**What is expected**
Shift every answer coordinate by adding 69 to each number, and write the records out again from the line with "Tag the autumn" up to and including the line with "<point>519,176</point>". Keep all other lines unchanged, including the sample points in the lines that begin with "Tag".

**Data shown**
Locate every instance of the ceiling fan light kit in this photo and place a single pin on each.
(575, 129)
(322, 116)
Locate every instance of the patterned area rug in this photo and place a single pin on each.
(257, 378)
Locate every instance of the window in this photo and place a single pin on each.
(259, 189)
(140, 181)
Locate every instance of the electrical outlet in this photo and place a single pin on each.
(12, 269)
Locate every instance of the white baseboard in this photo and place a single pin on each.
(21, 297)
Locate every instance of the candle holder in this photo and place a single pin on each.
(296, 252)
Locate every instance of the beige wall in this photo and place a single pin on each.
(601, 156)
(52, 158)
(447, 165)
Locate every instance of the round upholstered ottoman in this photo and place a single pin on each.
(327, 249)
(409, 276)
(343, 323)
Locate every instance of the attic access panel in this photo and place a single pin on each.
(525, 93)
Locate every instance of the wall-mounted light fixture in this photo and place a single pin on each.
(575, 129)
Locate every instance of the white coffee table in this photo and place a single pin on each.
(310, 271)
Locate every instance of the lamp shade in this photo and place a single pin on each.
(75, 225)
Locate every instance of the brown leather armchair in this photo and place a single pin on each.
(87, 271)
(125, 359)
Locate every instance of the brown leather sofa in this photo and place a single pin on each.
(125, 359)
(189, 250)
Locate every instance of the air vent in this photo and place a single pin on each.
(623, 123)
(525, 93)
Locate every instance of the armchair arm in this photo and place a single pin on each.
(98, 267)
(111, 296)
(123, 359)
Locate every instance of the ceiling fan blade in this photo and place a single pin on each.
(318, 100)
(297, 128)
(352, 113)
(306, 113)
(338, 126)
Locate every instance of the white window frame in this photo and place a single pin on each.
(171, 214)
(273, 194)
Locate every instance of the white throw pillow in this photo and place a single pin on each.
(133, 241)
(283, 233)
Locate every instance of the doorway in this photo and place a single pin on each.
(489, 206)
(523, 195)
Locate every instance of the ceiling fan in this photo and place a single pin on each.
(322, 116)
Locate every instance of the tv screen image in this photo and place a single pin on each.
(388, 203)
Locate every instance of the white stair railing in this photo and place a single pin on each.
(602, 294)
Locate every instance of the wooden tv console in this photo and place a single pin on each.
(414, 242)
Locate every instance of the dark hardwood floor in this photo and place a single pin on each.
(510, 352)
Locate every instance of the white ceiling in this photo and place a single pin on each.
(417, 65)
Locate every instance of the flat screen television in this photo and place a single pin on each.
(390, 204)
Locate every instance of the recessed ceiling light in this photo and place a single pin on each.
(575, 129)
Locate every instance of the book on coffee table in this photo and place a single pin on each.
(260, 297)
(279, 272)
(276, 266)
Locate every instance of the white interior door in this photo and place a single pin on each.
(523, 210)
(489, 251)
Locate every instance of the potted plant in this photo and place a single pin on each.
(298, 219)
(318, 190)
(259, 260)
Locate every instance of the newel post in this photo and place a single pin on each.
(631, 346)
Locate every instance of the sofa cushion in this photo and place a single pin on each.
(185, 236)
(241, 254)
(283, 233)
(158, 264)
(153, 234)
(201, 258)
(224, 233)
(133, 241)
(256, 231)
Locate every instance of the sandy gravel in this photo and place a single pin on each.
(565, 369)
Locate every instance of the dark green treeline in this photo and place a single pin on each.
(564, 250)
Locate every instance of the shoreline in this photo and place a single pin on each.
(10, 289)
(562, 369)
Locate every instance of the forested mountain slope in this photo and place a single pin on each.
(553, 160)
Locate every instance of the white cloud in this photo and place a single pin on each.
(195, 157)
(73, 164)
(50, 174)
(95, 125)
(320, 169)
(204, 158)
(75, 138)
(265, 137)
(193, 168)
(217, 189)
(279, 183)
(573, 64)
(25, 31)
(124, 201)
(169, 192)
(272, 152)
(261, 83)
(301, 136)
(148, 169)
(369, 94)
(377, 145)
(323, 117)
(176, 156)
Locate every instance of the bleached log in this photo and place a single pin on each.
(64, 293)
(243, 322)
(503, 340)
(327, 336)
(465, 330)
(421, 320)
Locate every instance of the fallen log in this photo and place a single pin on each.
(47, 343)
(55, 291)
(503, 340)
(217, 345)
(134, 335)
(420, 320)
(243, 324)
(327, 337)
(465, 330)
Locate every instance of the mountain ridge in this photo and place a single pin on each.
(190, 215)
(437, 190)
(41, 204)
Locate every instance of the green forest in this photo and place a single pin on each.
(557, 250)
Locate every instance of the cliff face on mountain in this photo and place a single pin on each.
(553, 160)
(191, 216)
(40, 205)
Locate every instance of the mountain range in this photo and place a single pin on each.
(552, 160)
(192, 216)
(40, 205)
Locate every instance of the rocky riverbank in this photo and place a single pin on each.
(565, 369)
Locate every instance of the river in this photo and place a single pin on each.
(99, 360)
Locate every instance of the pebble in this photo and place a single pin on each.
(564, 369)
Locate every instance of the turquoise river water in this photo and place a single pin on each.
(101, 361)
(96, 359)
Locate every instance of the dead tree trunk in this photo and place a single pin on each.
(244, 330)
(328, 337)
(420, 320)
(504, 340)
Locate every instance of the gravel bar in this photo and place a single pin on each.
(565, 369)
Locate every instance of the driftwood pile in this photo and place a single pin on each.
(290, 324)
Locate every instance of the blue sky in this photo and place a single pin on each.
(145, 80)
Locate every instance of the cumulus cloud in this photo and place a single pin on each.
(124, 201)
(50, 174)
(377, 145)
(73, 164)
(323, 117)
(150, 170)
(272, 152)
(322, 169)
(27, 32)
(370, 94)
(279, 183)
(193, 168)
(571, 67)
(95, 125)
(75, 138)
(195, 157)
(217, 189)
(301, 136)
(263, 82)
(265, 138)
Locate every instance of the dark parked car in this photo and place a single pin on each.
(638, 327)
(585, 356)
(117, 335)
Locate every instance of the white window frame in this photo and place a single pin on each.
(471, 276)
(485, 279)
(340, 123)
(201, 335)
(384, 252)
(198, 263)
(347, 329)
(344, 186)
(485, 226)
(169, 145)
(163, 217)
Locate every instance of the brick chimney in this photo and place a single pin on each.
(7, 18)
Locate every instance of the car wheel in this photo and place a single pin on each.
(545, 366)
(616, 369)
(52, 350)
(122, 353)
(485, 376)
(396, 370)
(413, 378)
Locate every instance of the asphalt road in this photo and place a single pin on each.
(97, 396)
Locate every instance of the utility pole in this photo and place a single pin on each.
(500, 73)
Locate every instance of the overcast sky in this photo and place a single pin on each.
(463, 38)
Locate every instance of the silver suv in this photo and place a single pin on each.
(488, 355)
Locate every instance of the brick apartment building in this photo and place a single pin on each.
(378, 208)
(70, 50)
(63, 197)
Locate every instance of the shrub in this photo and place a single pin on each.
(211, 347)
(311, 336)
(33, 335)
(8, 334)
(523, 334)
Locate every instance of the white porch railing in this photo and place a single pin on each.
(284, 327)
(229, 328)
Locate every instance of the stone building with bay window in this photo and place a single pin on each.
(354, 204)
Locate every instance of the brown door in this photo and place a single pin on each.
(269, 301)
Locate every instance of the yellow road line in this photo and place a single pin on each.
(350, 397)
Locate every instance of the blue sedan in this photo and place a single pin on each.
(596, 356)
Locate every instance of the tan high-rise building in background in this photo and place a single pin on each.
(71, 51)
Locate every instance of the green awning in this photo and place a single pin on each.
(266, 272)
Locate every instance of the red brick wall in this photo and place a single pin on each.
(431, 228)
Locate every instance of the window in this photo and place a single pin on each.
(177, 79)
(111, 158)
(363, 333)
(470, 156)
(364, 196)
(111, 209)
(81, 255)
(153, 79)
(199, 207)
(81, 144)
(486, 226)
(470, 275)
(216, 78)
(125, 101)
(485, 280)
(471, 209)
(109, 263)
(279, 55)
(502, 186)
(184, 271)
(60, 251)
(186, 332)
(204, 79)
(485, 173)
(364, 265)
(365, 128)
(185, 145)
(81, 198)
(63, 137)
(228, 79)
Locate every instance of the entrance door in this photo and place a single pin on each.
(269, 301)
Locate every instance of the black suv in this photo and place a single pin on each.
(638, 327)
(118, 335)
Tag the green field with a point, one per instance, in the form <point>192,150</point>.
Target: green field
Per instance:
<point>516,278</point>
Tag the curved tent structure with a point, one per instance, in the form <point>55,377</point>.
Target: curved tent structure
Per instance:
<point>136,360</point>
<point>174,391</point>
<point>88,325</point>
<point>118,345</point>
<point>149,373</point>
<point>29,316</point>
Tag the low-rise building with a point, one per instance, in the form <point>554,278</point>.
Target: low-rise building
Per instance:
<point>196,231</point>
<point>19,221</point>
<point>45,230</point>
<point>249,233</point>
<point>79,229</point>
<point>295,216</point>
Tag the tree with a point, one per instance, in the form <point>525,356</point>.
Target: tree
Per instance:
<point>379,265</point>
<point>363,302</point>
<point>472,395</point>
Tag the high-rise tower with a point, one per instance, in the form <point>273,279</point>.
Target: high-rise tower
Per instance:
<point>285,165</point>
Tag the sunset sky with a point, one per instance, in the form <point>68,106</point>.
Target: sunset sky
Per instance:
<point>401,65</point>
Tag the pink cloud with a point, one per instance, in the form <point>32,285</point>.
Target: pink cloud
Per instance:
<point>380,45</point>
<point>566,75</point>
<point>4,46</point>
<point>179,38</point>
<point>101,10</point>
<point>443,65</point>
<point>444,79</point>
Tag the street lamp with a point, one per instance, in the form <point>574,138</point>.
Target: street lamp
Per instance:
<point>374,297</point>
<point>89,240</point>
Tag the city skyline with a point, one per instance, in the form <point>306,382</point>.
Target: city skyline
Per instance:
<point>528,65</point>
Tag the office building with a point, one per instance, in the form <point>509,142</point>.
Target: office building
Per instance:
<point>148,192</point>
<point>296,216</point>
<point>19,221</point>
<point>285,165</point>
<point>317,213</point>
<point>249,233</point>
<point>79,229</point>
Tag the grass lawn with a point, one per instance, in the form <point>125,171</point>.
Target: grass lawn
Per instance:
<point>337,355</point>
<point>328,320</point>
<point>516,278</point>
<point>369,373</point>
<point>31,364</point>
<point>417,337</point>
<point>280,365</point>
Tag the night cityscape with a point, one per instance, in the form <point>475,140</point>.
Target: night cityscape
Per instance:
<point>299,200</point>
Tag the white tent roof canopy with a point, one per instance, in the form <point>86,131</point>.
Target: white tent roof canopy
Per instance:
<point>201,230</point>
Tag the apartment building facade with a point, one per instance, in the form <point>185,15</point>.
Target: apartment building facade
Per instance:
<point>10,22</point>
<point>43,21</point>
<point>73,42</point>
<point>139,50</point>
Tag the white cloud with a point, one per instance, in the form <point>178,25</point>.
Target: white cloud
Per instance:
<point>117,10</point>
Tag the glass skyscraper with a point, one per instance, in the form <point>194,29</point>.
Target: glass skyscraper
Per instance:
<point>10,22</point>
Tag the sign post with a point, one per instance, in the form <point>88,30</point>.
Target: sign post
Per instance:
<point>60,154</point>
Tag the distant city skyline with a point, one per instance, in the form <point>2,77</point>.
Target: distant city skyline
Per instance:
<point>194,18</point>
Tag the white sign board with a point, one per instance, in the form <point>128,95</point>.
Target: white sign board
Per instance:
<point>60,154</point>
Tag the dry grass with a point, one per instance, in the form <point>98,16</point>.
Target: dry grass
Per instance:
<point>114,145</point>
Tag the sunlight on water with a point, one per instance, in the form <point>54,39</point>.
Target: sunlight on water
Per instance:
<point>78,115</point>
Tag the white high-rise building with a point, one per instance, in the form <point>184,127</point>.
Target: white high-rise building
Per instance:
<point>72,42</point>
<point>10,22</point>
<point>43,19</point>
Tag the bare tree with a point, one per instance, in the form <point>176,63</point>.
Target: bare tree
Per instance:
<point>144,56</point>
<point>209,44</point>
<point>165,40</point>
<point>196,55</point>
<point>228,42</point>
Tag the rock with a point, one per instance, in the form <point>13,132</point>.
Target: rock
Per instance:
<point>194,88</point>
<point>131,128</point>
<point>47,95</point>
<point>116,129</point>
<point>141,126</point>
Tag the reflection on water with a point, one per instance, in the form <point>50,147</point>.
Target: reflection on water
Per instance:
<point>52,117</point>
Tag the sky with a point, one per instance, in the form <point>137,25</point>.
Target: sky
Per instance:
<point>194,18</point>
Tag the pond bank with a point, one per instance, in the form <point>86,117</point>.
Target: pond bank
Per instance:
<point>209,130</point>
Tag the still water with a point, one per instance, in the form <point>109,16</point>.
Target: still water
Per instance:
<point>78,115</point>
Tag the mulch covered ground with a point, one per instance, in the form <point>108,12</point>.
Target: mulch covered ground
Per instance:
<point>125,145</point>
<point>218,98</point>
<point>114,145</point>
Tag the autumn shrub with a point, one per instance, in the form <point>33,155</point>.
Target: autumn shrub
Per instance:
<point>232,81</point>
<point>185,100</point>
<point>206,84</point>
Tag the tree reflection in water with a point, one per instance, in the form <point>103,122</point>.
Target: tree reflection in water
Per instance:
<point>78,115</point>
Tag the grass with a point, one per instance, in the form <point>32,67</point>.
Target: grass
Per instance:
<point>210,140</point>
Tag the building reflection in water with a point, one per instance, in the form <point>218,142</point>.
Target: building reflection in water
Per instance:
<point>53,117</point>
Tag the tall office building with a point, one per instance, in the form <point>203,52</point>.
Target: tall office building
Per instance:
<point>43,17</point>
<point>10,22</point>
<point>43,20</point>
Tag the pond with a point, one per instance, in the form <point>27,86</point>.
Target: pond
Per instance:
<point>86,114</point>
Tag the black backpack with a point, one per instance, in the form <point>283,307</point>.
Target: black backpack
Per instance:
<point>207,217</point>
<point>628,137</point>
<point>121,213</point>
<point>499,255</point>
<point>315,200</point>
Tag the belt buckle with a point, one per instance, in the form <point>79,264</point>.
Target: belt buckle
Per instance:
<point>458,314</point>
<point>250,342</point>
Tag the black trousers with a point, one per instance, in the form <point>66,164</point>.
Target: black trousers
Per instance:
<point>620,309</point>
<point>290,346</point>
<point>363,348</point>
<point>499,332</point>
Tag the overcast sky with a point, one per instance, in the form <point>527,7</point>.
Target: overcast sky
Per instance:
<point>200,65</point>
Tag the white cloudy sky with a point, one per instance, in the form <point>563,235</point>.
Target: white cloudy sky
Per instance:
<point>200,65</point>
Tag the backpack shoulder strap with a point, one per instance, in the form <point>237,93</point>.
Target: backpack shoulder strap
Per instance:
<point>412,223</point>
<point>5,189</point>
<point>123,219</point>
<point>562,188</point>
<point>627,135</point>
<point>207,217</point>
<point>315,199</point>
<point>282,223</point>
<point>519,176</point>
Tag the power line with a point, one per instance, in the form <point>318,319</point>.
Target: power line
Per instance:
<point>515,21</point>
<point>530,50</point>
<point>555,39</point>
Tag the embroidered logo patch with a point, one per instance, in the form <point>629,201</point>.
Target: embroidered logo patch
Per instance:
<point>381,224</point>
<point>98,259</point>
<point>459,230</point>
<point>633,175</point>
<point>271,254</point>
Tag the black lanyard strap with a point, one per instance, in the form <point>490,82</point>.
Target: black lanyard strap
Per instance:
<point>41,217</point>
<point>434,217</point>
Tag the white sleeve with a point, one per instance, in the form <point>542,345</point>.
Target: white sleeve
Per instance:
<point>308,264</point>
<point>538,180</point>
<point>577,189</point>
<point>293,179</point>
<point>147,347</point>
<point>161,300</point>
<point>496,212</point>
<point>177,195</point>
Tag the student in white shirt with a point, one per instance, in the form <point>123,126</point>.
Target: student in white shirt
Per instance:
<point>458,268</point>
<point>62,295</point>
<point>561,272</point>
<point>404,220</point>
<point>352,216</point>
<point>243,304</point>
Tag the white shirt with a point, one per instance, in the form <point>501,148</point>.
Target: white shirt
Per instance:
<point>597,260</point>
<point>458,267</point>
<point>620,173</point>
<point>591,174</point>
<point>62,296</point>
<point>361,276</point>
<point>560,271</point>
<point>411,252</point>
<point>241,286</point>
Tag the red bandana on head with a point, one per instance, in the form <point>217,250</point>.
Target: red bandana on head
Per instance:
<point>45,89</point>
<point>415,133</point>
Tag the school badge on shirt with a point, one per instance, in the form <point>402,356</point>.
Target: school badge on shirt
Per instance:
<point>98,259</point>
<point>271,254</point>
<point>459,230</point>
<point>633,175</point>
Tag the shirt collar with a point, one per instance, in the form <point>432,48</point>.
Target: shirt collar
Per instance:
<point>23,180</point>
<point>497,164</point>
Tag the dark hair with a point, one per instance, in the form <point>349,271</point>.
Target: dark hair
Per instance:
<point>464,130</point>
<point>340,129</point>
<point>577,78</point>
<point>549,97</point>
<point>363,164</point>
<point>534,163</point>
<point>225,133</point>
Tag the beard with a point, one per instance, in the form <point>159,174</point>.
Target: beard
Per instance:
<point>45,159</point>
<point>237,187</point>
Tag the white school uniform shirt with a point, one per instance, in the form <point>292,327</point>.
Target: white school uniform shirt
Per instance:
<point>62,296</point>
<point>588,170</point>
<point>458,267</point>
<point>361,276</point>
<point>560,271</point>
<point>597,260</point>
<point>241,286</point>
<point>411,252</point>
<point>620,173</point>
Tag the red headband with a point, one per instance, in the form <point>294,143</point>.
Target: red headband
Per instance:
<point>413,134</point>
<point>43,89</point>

**Worked answer**
Tag the autumn shrub with a point, one per instance, in the form <point>33,155</point>.
Target: autumn shrub
Per instance:
<point>301,150</point>
<point>254,169</point>
<point>275,153</point>
Tag the tree reflection in water with a point, one per instance, in the form <point>103,122</point>.
Target: tree reflection in water
Per instance:
<point>147,184</point>
Tag the grass with a point, one per instance, in the form <point>32,67</point>.
Target: grass
Per instance:
<point>279,209</point>
Tag the building reflection in water with a point, one per instance, in the form <point>218,142</point>.
Target: building reflection in water
Per instance:
<point>122,186</point>
Tag the tall office building with a point, one per instance, in the form <point>203,52</point>.
Target: tall office building
Per instance:
<point>112,86</point>
<point>79,91</point>
<point>112,89</point>
Tag the pond with a point, one per instance, in the form <point>27,86</point>.
Target: pond
Per instance:
<point>155,183</point>
Tag the black backpack with a point, one per instance, in the form <point>283,307</point>.
Target: black backpack
Per instance:
<point>276,286</point>
<point>697,206</point>
<point>190,282</point>
<point>568,324</point>
<point>384,269</point>
Tag the belt buckle with a point, one per instance, in the form <point>79,264</point>.
Target: belt buckle
Per instance:
<point>527,383</point>
<point>319,411</point>
Tag the black trousers with a point, one per instance, in the form <point>66,164</point>.
Target: black trousers
Per instance:
<point>689,378</point>
<point>359,415</point>
<point>432,417</point>
<point>568,401</point>
Tag the overcast sky with a point, one per instance, in the form <point>527,7</point>.
Target: overcast sky
Per instance:
<point>269,134</point>
Tag the white cloudy sky with a point, one per instance, in the form <point>563,235</point>.
Target: white cloudy sky
Per instance:
<point>269,134</point>
Tag the backpack shoulder strap with a point, one per instance, in the form <point>237,93</point>.
Target: backpack shoulder strap
Per instance:
<point>481,292</point>
<point>74,258</point>
<point>192,288</point>
<point>631,257</point>
<point>696,204</point>
<point>276,286</point>
<point>384,268</point>
<point>351,292</point>
<point>588,245</point>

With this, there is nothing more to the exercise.